> _STATED TASK_
Reproduce every one of the following rows word for word, keeping them in the same order.

(Records from a collection)

--------------------------------

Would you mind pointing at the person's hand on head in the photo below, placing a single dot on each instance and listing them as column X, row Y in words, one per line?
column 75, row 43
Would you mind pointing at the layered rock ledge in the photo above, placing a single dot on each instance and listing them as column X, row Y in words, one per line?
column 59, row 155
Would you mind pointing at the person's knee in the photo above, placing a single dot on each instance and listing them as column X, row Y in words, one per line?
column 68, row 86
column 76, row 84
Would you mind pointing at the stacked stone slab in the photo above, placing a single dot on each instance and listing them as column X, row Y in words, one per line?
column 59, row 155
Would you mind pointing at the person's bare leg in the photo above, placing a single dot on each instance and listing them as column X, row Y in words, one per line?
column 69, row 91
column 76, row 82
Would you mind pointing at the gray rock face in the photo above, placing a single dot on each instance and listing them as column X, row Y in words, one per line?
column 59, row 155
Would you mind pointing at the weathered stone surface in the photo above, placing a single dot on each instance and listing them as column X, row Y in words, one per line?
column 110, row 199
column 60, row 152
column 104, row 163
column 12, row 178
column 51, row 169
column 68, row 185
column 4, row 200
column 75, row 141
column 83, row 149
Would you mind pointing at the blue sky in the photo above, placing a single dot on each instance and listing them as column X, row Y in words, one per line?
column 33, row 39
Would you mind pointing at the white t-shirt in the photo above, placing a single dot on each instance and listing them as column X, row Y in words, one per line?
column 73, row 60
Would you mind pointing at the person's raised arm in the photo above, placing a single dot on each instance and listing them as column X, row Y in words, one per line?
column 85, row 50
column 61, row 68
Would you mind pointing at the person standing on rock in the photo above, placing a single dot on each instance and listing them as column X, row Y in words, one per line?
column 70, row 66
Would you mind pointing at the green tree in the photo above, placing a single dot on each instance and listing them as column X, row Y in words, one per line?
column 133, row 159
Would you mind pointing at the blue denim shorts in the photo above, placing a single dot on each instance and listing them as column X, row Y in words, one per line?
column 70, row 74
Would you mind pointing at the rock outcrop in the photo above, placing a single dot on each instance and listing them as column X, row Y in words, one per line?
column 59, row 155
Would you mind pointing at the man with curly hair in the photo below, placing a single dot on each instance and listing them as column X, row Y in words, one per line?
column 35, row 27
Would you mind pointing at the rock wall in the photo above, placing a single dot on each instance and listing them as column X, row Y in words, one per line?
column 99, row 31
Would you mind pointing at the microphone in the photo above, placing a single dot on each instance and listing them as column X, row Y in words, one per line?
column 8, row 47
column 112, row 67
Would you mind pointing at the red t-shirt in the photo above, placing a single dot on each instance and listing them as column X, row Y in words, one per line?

--------------------------------

> _FULL ANSWER_
Would you mind pointing at the person's hand on head in the photo below, placing a single dot on each instance and listing them as column X, row Y in words, one per line?
column 75, row 43
Would you mind pointing at the layered rock ledge in the photo above, placing a single dot on each instance and listing them as column X, row Y in words, one per line?
column 59, row 155
Would you mind pointing at the person's knee in the photo above, placing a single dot on each instance and listing them as column X, row Y in words, one per line?
column 68, row 86
column 76, row 84
Would you mind pointing at the stacked stone slab in the photo above, placing a single dot on each instance and listing them as column X, row Y in words, one per line?
column 59, row 155
Would you mind pointing at the person's bare leg in the photo above, placing a single dot on each instance and listing them as column X, row Y in words, one per line?
column 69, row 91
column 76, row 82
Would you mind pointing at the gray rock face in the photo above, placing a single dot on each instance and listing them as column X, row Y in words, one per line?
column 59, row 155
Would you mind pointing at the weathered stone surface in the photo above, placing a single dot on each instance and listing them as column X, row Y in words, one per line?
column 110, row 199
column 60, row 152
column 104, row 163
column 12, row 178
column 51, row 169
column 68, row 185
column 4, row 200
column 75, row 141
column 83, row 149
Would you mind pointing at the blue sky in the photo above, placing a single dot on each instance and listing them as column X, row Y in words, one per line?
column 33, row 39
Would you mind pointing at the white t-shirt in the photo above, placing a single dot on each instance and listing them as column X, row Y in words, one per line?
column 73, row 60
Would you mind pointing at the person's raised arm in the photo above, placing a single dot on each instance and listing them as column X, row Y in words, one per line?
column 85, row 50
column 61, row 68
Would you mind pointing at the person standing on rock in the photo above, placing a single dot on each instance and listing them as column X, row Y in words, one per line?
column 70, row 66
Would you mind pointing at the green tree in the photo above, placing a single dot on each instance and listing them as column X, row Y in words, one per line?
column 133, row 159
Would you mind pointing at the blue denim shorts in the photo above, placing a single dot on each instance and listing them as column X, row Y in words, one per line?
column 70, row 74
Would you mind pointing at the rock outcrop in the photo above, placing a single dot on each instance and listing them as column X, row Y in words, one per line?
column 59, row 155
Would you mind pointing at the man with curly hair in the photo below, placing a single dot on each instance and listing them as column X, row Y in words, one per line?
column 35, row 27
Would you mind pointing at the rock wall in the photo above, placing a single dot on each instance and listing them as column X, row Y in words, one per line?
column 99, row 31
Would you mind pointing at the microphone in the photo above, placing a single dot on each instance and listing them as column X, row Y in words, one per line?
column 8, row 47
column 112, row 67
Would you mind pointing at the red t-shirt in the photo above, placing a single dot on each instance and listing them as column X, row Y in words, one per line?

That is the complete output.